═════ Working data ═════
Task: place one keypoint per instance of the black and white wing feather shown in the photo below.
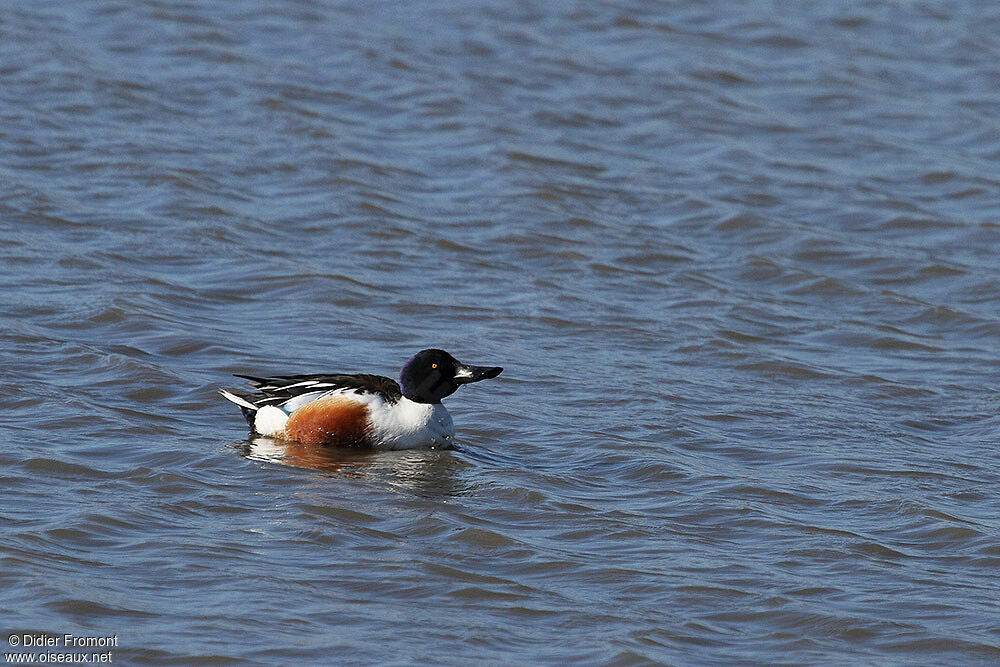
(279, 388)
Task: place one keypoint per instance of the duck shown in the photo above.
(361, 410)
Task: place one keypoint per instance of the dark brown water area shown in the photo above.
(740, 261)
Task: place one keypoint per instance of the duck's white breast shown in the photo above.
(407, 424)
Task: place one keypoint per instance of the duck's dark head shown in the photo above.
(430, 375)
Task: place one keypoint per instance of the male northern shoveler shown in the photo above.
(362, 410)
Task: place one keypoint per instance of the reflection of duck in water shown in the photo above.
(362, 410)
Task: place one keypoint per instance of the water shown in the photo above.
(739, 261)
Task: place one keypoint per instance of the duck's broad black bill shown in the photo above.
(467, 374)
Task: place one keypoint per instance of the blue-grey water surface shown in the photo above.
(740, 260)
═════
▶ [To do]:
Reproduce each entry precisely. Leave the pictures out.

▶ [The response]:
Task: place one keypoint per instance of the black and white wing feather shown in the photo below.
(279, 388)
Task: place one keypoint per instance of the duck shown in the photo above.
(361, 410)
Task: place one keypoint per instance of the dark brown water area shown in the photo above.
(740, 261)
Task: place one keypoint per instance of the duck's white breast shown in the photo above.
(407, 424)
Task: place one keypoint per instance of the duck's dark head shown in the photo above.
(430, 375)
Task: place one keypoint per instance of the male northern shoveler shown in the photo above.
(362, 410)
Task: place one keypoint per instance of the reflection of duck in water shown in the photo above.
(362, 410)
Task: place one keypoint per instance of the water shown in the photo above.
(739, 261)
Task: place one keypoint per instance of the duck's broad black bill shown in the photo above.
(467, 374)
Task: place one keypoint per instance of the blue-grey water surface shown in the photo above.
(740, 260)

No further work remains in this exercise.